Page text
====

The onslaught was sufficiently powerful to flatten several buildings and do significant damage to the girders of the nearby elevated train. People caught in the flow struggled waist-deep in the molasses, and contemporary newspaper accounts describe people being picked up and hurled several feet, crushed by and drowned in molasses. Others succumbed to injuries and infections in the subsequent weeks.
Boston residents sued Purity Distilling’s parent company, the United States Industrial Alcohol Company, which initially claimed that the flood had occurred because anarchists had blown up the tank as an act of terror. This initially seemed plausible, given how fast the molasses spread through the streets. But investigators concluded this was baseless. In the end, the courts found the company responsible, with survivors of the victims receiving roughly $7,000 each as compensation for their loss. And two decades later, physicists discovered that gravity acting on the viscous fluid provided sufficient driving force to account for the speed of the molasses.
Several factors contributed to the bursting of the tank. Some hypothesized that the fermentation process caused carbon dioxide to build up inside the tank, until its rivets burst. Alternatively, a 2014 structural engineering analysis by Ronald Mayville found that steel used to make the tank was half as thick as it should have been, given its size, and also was far more brittle than modern steel because of the absence of manganese. Furthermore, the rivet holes were not reinforced, making them more likely to deteriorate under stress.

====

Directions
Answer these questions from the molasses flood text.
(a) Which company did Boston residents sue?
(b) About how much did survivors of the victims each receive as compensation?
(c) What did the 2014 analysis find about the thickness of the tank's steel?
The data that comes next has no connection to the molasses flood text.

Data below
====

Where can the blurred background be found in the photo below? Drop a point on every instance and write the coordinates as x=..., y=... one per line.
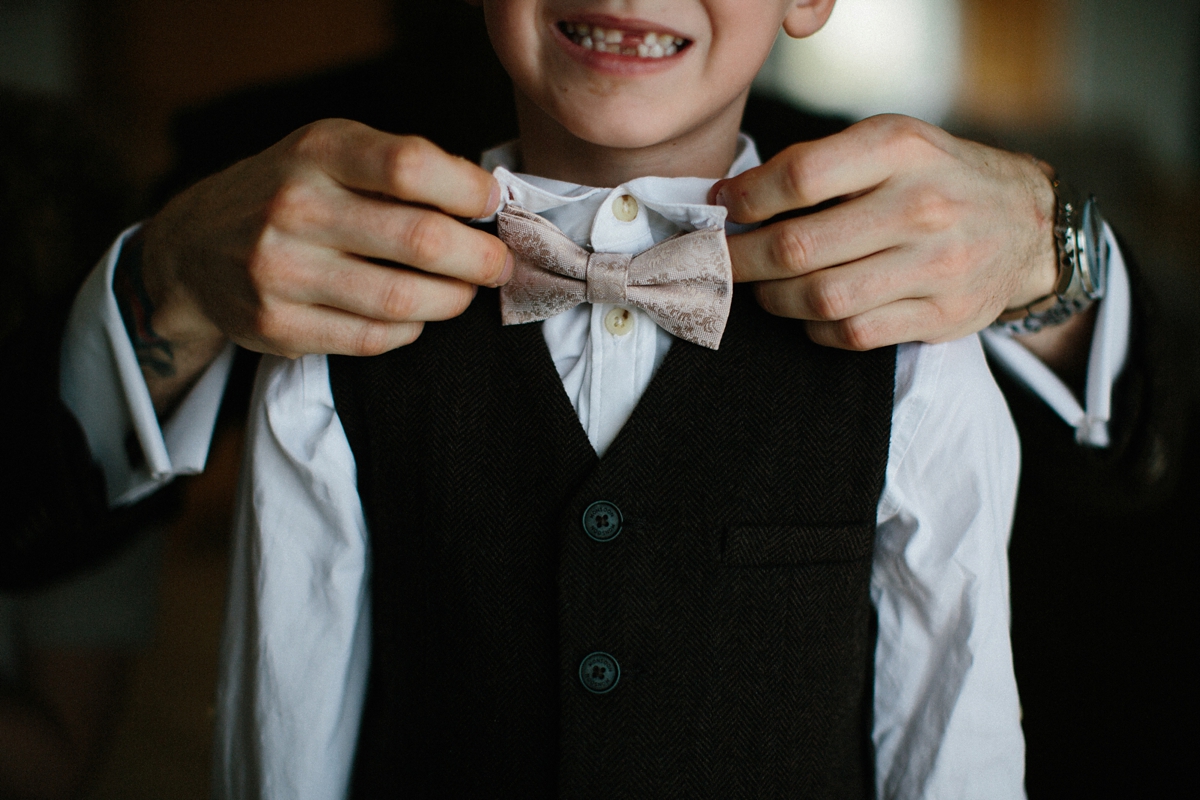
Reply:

====

Written response
(a) The United States Industrial Alcohol Company, parent company of Purity Distilling.
(b) Roughly $7,000 each.
(c) The steel was half as thick as it should have been, given the tank's size.